(Point labeling examples)
§

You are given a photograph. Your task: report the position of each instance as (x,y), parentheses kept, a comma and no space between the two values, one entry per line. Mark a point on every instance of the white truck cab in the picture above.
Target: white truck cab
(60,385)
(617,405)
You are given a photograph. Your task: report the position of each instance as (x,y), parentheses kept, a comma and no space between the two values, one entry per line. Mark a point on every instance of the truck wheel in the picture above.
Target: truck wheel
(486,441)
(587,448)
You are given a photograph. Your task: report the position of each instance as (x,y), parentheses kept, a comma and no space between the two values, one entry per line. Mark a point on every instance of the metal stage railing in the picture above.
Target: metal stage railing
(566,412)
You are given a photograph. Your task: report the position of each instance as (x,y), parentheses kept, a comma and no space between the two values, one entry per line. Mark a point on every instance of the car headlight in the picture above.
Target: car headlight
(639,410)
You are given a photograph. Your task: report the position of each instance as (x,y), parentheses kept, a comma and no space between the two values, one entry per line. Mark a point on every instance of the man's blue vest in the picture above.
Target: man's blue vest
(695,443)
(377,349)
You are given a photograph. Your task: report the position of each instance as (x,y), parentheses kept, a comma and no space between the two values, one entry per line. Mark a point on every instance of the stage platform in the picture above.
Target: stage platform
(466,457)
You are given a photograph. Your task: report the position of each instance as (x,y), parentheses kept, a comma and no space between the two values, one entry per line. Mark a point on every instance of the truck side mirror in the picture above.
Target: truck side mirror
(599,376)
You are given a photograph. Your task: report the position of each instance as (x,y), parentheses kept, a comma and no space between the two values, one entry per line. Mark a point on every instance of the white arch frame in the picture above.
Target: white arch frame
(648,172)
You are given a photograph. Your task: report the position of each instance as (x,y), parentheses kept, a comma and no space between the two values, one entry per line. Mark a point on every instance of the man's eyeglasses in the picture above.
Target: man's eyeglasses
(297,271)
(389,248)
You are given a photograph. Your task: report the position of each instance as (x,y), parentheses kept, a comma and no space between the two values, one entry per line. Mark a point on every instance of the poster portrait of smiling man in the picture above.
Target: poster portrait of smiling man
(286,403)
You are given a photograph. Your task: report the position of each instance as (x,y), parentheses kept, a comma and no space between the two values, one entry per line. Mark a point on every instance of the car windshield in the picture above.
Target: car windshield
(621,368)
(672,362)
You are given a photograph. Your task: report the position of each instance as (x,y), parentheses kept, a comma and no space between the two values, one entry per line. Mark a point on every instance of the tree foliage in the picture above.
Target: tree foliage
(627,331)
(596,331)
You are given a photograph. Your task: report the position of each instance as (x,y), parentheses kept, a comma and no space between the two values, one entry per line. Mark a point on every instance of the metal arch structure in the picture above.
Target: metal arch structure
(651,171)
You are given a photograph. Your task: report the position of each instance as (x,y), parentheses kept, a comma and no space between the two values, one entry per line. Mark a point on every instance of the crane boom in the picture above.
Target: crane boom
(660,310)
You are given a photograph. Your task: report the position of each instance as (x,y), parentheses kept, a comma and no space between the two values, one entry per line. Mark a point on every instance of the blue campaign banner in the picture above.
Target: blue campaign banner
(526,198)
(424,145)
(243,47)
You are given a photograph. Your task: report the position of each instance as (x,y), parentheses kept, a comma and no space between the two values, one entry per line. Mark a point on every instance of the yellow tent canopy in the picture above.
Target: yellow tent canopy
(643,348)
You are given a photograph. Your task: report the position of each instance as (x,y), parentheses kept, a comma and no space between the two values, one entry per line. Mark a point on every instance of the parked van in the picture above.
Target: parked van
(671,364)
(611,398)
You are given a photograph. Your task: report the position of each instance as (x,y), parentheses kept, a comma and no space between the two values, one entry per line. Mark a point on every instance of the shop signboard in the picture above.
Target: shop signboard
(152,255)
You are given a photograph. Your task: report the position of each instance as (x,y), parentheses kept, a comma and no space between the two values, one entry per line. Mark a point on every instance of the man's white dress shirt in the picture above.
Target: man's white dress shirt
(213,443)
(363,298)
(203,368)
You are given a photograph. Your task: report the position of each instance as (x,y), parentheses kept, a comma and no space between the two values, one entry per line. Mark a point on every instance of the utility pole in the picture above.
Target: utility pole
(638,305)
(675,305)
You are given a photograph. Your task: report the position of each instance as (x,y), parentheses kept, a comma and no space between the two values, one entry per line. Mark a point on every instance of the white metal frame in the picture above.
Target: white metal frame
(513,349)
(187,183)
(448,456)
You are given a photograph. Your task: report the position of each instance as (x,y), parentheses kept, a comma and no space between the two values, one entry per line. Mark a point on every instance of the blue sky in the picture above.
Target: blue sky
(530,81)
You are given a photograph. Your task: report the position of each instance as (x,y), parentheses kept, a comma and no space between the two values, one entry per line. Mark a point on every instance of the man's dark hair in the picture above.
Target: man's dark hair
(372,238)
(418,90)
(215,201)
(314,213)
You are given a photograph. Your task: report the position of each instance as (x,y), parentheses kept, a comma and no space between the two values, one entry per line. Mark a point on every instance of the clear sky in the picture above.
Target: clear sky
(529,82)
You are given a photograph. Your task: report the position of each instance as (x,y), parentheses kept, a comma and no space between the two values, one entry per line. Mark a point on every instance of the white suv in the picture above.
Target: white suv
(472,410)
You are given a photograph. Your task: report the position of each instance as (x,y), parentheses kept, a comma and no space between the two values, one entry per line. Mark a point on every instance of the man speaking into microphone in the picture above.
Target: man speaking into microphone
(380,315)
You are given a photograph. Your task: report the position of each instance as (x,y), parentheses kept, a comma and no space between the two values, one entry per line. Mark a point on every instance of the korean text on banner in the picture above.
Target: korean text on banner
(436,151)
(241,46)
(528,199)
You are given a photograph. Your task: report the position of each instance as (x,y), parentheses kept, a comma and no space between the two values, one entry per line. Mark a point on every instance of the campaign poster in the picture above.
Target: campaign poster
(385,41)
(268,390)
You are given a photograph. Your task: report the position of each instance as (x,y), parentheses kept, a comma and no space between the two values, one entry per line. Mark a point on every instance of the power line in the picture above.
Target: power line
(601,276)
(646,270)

§

▸ **Exercise aim**
Using the material above, extract the line that contains "poster in the picture above." and every line after it, exactly as given; stop at the last line.

▸ **Result of this task**
You are given a photograph. Your task: report the position of each instance as (x,y), parentheses kept, a comma and no space between the two values, one entry per line. Mark a point on every instance of the campaign poster in the picture above.
Target: campaign poster
(385,41)
(268,390)
You are given a photograph. Your task: report the position of each instance as (x,y), parentheses kept, a comma and no space between the two values, one entry per line. Mark a point on every instance of the power line in the picture above.
Target: power line
(601,276)
(646,270)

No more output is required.